→ Exercise objective: Exactly reproduce the entries, dropping any pictures from your copy.
........
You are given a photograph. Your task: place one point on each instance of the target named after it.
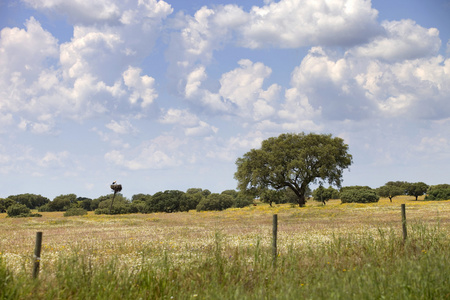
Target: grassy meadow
(337, 251)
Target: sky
(166, 95)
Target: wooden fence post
(405, 233)
(37, 254)
(274, 239)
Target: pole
(405, 233)
(274, 240)
(37, 254)
(112, 201)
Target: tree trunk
(301, 201)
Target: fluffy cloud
(161, 152)
(297, 23)
(104, 11)
(402, 40)
(192, 126)
(142, 87)
(353, 87)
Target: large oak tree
(293, 161)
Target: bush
(242, 201)
(438, 192)
(170, 201)
(215, 202)
(359, 195)
(118, 208)
(20, 211)
(75, 211)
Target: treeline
(168, 201)
(203, 200)
(365, 194)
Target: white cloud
(203, 129)
(403, 40)
(298, 23)
(191, 124)
(121, 127)
(103, 11)
(352, 87)
(161, 152)
(52, 159)
(178, 116)
(142, 87)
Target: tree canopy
(293, 161)
(390, 190)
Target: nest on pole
(116, 187)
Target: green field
(337, 251)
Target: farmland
(336, 251)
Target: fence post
(37, 254)
(274, 239)
(405, 233)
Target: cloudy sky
(166, 95)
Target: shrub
(242, 201)
(20, 211)
(170, 201)
(438, 192)
(215, 202)
(359, 195)
(75, 211)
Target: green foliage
(170, 201)
(141, 197)
(242, 200)
(215, 201)
(20, 211)
(5, 203)
(322, 194)
(293, 161)
(62, 202)
(75, 211)
(438, 192)
(85, 203)
(416, 189)
(370, 265)
(32, 201)
(392, 189)
(359, 195)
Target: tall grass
(370, 265)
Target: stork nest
(116, 187)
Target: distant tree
(215, 201)
(141, 197)
(85, 203)
(322, 194)
(20, 210)
(75, 211)
(416, 189)
(293, 161)
(32, 201)
(5, 203)
(358, 194)
(242, 200)
(438, 192)
(63, 202)
(170, 201)
(391, 190)
(95, 204)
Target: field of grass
(337, 251)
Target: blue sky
(167, 95)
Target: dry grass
(123, 234)
(331, 240)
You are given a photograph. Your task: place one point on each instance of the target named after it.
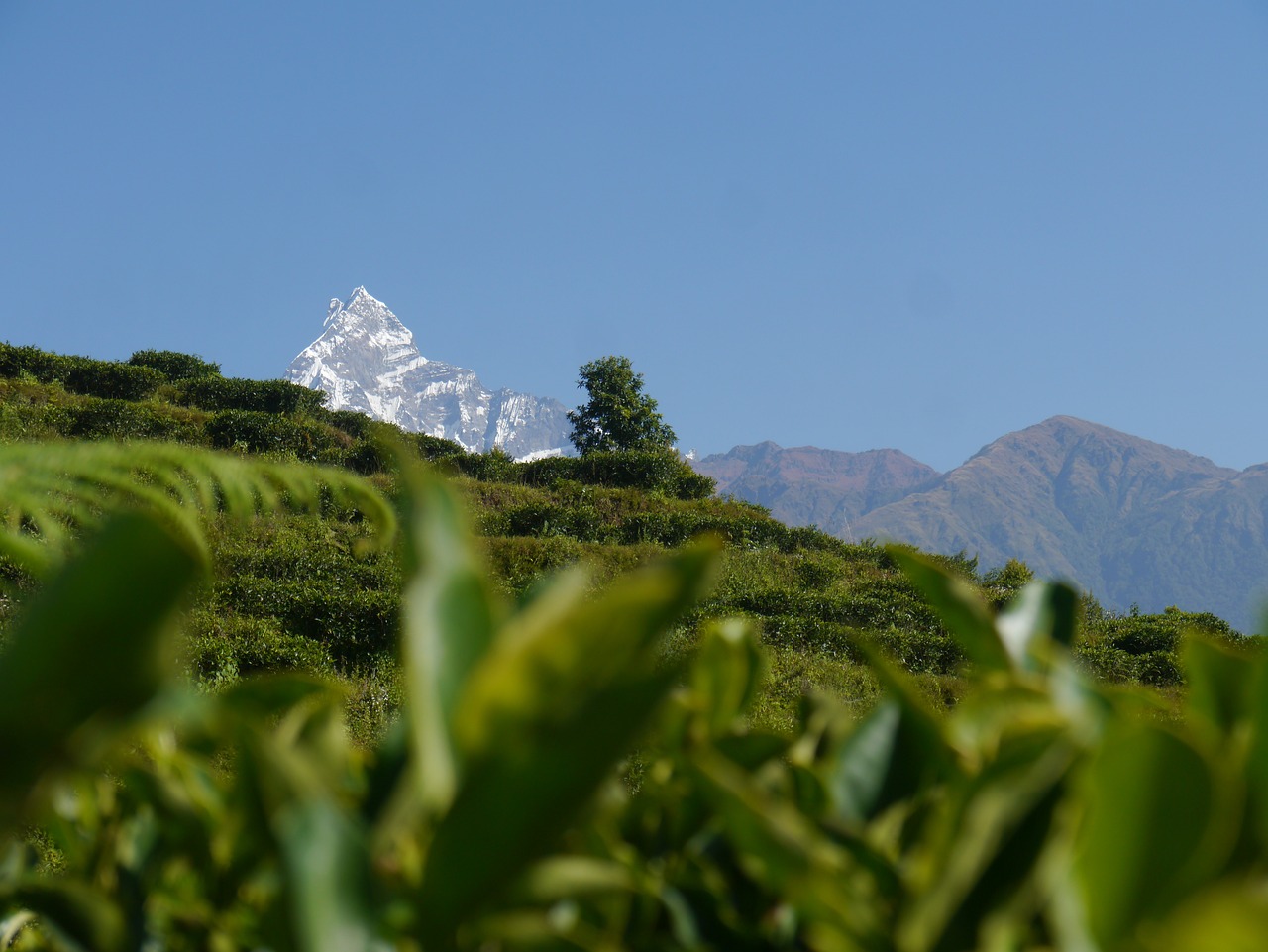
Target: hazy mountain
(1123, 517)
(367, 361)
(805, 485)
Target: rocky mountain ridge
(368, 362)
(1128, 520)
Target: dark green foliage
(95, 418)
(258, 431)
(1042, 814)
(175, 366)
(218, 393)
(653, 471)
(1146, 648)
(109, 379)
(618, 416)
(1004, 582)
(225, 647)
(433, 448)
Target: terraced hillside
(302, 590)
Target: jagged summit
(367, 361)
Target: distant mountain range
(1128, 520)
(367, 361)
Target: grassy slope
(295, 592)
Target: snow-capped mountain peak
(367, 361)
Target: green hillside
(301, 590)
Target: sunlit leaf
(1041, 612)
(91, 651)
(448, 625)
(1160, 817)
(959, 605)
(549, 708)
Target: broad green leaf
(1220, 681)
(327, 869)
(863, 770)
(1041, 612)
(514, 805)
(549, 708)
(566, 645)
(49, 488)
(448, 625)
(1160, 819)
(897, 751)
(995, 829)
(1228, 916)
(959, 605)
(1257, 757)
(72, 912)
(93, 648)
(727, 674)
(788, 855)
(558, 878)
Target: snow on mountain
(367, 361)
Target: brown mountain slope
(1130, 520)
(805, 485)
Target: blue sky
(913, 225)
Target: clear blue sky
(851, 225)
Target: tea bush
(507, 807)
(222, 393)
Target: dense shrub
(350, 621)
(493, 467)
(109, 379)
(920, 652)
(267, 432)
(175, 366)
(226, 647)
(434, 448)
(261, 395)
(582, 522)
(122, 420)
(625, 470)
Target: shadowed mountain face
(1123, 517)
(805, 485)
........
→ The answer:
You are given a photograph. Your task: place one point on each instance of the target named after it.
Target: grassy meadow
(337, 251)
Target: sky
(166, 95)
Target: wooden fence post
(405, 233)
(37, 254)
(274, 239)
Target: pole
(405, 233)
(274, 240)
(37, 254)
(112, 201)
Target: tree trunk
(301, 201)
Target: fluffy cloud
(161, 152)
(297, 23)
(104, 11)
(402, 40)
(192, 126)
(142, 87)
(353, 87)
Target: large oak tree
(293, 161)
Target: bush
(242, 201)
(438, 192)
(170, 201)
(215, 202)
(359, 195)
(118, 208)
(20, 211)
(75, 211)
Target: treeline
(168, 201)
(203, 200)
(365, 194)
Target: white cloud
(203, 129)
(403, 40)
(298, 23)
(191, 124)
(121, 127)
(103, 11)
(352, 87)
(161, 152)
(52, 159)
(178, 116)
(142, 87)
Target: tree canopy
(293, 161)
(390, 190)
Target: nest on pole
(116, 187)
Target: green field
(337, 251)
Target: farmland
(336, 251)
Target: fence post
(37, 254)
(274, 239)
(405, 233)
Target: cloudy sky
(166, 95)
Target: shrub
(242, 201)
(20, 211)
(170, 201)
(438, 192)
(215, 202)
(359, 195)
(75, 211)
Target: green foliage
(170, 201)
(141, 197)
(242, 200)
(215, 201)
(20, 211)
(5, 203)
(322, 194)
(293, 161)
(62, 202)
(75, 211)
(438, 192)
(85, 203)
(416, 189)
(370, 265)
(32, 201)
(392, 189)
(359, 195)
Target: tall grass
(370, 265)
Target: stork nest
(116, 187)
Target: distant tree
(215, 201)
(141, 197)
(85, 203)
(322, 194)
(20, 210)
(75, 211)
(416, 189)
(293, 161)
(32, 201)
(5, 203)
(358, 194)
(242, 200)
(438, 192)
(63, 202)
(170, 201)
(391, 190)
(95, 204)
Target: field of grass
(337, 251)
Target: blue sky
(167, 95)
Target: dry grass
(123, 234)
(331, 240)
You are given a photograph. Your task: place one point on each instance of the target named after it.
Target: hazy mountain
(1123, 517)
(367, 361)
(805, 485)
Target: rocky mountain ridge
(368, 362)
(1128, 520)
Target: dark green foliage
(95, 418)
(258, 431)
(1042, 814)
(175, 366)
(218, 393)
(653, 471)
(1146, 648)
(109, 379)
(618, 416)
(1004, 582)
(225, 647)
(433, 448)
Target: terraced hillside
(302, 590)
Target: jagged summit
(367, 361)
Target: distant mountain range
(1128, 520)
(367, 361)
Target: grassy slope
(295, 592)
Target: snow-capped mountain peak
(367, 361)
Target: green hillside
(301, 590)
Target: sunlit leaf
(1041, 612)
(91, 651)
(448, 625)
(1160, 817)
(959, 605)
(549, 708)
Target: broad green leaf
(1220, 681)
(327, 869)
(863, 770)
(1041, 612)
(514, 805)
(549, 708)
(566, 645)
(49, 488)
(448, 625)
(1160, 819)
(897, 751)
(995, 829)
(1228, 916)
(959, 605)
(1257, 757)
(72, 912)
(93, 648)
(727, 674)
(788, 855)
(558, 878)
Target: snow on mountain
(367, 361)
Target: brown mountain slope
(1130, 520)
(805, 485)
Target: blue sky
(913, 225)
Target: clear blue sky
(851, 225)
Target: tea bush
(507, 807)
(222, 393)
Target: dense shrub
(350, 621)
(493, 467)
(109, 379)
(920, 652)
(267, 432)
(175, 366)
(226, 647)
(434, 448)
(261, 395)
(582, 522)
(122, 420)
(625, 470)
Target: shadowed mountain face
(1123, 517)
(805, 485)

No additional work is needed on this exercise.